RECORDS TO USE:
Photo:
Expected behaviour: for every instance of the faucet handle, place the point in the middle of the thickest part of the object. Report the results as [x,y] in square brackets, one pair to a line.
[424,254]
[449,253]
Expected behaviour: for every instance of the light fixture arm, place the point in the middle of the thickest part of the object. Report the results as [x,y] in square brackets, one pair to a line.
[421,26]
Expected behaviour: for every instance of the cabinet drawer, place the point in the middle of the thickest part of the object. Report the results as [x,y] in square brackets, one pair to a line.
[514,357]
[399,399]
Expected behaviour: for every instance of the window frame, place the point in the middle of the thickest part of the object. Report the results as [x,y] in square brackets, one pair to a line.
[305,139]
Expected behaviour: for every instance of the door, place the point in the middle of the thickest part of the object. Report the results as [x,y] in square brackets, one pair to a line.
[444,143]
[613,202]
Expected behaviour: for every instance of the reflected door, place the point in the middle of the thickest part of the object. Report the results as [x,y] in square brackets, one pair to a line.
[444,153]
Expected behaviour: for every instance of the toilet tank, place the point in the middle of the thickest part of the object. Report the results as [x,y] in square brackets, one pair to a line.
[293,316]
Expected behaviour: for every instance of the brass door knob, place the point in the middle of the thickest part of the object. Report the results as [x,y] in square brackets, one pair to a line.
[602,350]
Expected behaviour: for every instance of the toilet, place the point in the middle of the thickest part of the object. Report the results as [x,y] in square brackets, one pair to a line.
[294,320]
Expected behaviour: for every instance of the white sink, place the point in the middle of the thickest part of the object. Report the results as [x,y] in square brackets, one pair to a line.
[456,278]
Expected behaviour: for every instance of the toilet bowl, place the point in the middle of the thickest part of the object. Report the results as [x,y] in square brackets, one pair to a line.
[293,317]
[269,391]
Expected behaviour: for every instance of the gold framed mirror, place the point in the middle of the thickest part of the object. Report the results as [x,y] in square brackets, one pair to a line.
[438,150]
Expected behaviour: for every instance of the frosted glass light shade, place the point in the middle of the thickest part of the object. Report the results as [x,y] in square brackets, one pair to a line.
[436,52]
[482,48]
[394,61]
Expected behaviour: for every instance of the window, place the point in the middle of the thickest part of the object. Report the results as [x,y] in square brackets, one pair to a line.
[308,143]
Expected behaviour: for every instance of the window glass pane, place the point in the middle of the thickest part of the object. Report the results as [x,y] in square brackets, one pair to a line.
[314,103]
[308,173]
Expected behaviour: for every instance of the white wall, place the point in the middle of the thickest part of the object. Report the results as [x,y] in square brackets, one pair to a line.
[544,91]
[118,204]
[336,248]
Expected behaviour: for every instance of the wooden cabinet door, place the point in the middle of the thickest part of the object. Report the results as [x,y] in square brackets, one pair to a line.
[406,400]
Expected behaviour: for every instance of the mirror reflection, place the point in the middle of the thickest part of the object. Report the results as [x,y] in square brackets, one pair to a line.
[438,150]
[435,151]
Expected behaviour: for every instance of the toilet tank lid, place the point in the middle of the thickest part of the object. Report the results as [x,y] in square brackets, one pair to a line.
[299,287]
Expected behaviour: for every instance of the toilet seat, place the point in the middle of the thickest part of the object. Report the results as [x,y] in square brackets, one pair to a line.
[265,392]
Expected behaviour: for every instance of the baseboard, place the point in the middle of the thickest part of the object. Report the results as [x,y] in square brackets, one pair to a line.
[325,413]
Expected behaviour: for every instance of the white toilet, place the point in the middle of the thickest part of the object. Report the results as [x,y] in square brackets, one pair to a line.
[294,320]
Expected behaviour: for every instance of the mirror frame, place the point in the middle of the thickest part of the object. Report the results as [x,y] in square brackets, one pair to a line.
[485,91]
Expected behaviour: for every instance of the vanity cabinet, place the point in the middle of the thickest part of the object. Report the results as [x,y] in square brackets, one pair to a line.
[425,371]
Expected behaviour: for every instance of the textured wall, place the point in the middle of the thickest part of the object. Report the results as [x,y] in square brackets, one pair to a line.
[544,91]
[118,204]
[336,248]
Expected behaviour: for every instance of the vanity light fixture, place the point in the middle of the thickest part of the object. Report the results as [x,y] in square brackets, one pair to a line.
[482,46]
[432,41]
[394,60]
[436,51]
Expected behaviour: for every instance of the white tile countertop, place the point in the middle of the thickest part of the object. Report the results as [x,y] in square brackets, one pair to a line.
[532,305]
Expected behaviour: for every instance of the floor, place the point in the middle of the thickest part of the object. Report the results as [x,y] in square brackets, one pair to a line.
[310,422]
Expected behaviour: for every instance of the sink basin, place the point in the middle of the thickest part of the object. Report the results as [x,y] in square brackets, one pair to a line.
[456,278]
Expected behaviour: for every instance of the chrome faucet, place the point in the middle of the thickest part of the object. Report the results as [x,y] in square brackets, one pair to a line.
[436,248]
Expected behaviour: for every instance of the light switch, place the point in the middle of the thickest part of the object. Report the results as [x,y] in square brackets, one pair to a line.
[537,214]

TASK PROMPT:
Each entry above must be printed exactly as written.

TASK SOLUTION:
Photo:
Expected behaviour: for every instance of the faucet handle, place the point in the middle of the thickest part of the object. Report the results as [x,y] in square brackets, one pair to a line.
[424,254]
[449,253]
Expected behaviour: for every instance of the light fixture arm, place the point in the middle of the thickest part of the object. Report the results as [x,y] in square brackets, one pair to a line.
[421,26]
Expected behaviour: for every instance of the cabinet drawer, place the point in the middle of the thickest part of the object. Report the results as [x,y] in square brackets, one pair to a line.
[514,357]
[399,399]
Expected behaviour: for every instance of the window frame, place the point in the middle of the thickest part of the object. Report the results as [x,y] in square brackets, one pair to a line.
[305,139]
Expected behaviour: for every instance of the door, place the point in the middle of the thickest part of the object. Report the results as [x,y] in square brackets, one pair to a line.
[444,143]
[613,202]
Expected behaviour: for every instance of the reflected door, place the point in the middle of the thickest part of the object. Report the results as [x,y] in square brackets, one pair to a line.
[444,153]
Expected behaviour: for every instance of the toilet tank, place the point in the middle of the thickest part of the object. Report the results as [x,y] in square brackets, one pair to a line.
[293,316]
Expected behaviour: for every instance of the brass door knob, place the point in the middle of the thickest part of the object. Report the results as [x,y] in square brackets, one pair to a line.
[602,350]
Expected behaviour: for every instance of the toilet, place the point in the middle of the thickest part of the object. Report the results as [x,y] in square brackets, one pair to a line.
[294,320]
Expected behaviour: for every instance of the white sink, place the point in the middle of the thickest part of the object. Report the results as [x,y] in square brackets, one pair to a line.
[456,278]
Expected behaviour: for every instance of the toilet bowl, place the point in the middle of the thickest part of the object. Report the results as [x,y] in square brackets, one pair to a line.
[293,317]
[269,391]
Expected behaviour: for every instance of the gold framed mirror, place the point in the middle of the thickest part of the object. Report the results as [x,y] in square brackets, one pair to a line.
[438,150]
Expected behaviour: for every instance of the frosted glass light shade, place the point in the middle of the thickest part of the object. Report the results as [x,y] in square brackets, one pair to a line.
[436,52]
[482,48]
[394,61]
Expected behaviour: for every instance of the window, place the point in the middle of the thickest part of the object. Report the results as [x,y] in square brackets, one pair to a line.
[308,143]
Expected behaviour: for every instance of the window glass pane, place the point in the middle of the thickest part of the object. Report the results as [x,y] in square brackets, one pair to a line.
[314,103]
[308,173]
Expected behaviour: for every instance of the white wall, place the point in the middle of the thickest part of the object. Report the results as [x,y] in square brackets, one pair to a line.
[544,91]
[118,204]
[336,248]
Expected behaviour: for every instance of the wooden cabinet door, place the point in the middle of the thickest part of the object. Report the results as [x,y] in square brackets, one pair to a line.
[406,400]
Expected behaviour: for every instance of the mirror reflection, place the point in the middle of the thickest part of the object. Report the results as [x,y] in square brackets, one pair to a line.
[438,150]
[435,151]
Expected behaviour: for every instance of the toilet tank lid, place the point in the middle of the thickest part of the object. Report the results as [x,y] in square brackets, one pair to a line.
[299,287]
Expected behaviour: for every instance of the toilet seat, place the point in the middle of the thickest part of the object. Report the results as [x,y] in square brackets, one pair to a line.
[265,392]
Expected behaviour: for every instance of the baseboard, place the point in the middle of the thickest part of the object. Report the results as [x,y] in square brackets, one pair to a line.
[325,413]
Expected behaviour: for every instance of the white toilet, place the point in the middle of the thickest part of the object. Report the results as [x,y] in square brackets, one pair to a line.
[294,320]
Expected behaviour: for every instance of the mirror frame, place the point in the middle of the thickest part of the object. Report the results as [x,y] in square brackets, one pair to a line.
[485,91]
Expected behaviour: for every instance of the vanity cabinet, place the point in the middle of the thickest part of the object. Report the results as [x,y] in square brackets, one pair to a line.
[425,371]
Expected behaviour: for every instance of the textured wall, place the point in the middle of the thickest part of the object. Report the results as [x,y] in square brackets, one pair to a line.
[544,91]
[118,204]
[336,248]
Expected behaviour: for every instance of the vanity light fixture, place the point in the middle of the thickest part of the object. Report the results as [x,y] in square brackets, one pair to a line.
[482,46]
[432,41]
[394,60]
[436,51]
Expected behaviour: for every instance of the white tile countertop, place the point in the middle of the thickest part of the object. Report the results as [x,y] in square brackets, one pair to a line.
[532,305]
Expected behaviour: for every instance of the floor, place the point in the middle of the thickest part of the object. Report the results as [x,y] in square brackets, one pair to a line.
[310,422]
Expected behaviour: for every instance of the sink basin, place the point in the middle of the thickest part of the object. Report the results as [x,y] in square brackets, one pair to a line.
[456,278]
Expected behaviour: for every instance of the chrome faucet, place the point in the middle of the thickest part of the object. Report the results as [x,y] in square brackets, one pair to a line.
[436,248]
Expected behaviour: for every instance of the light switch, place the point in the middle of the thickest part of the object. Report the results as [x,y] in square brackets, one pair to a line.
[537,214]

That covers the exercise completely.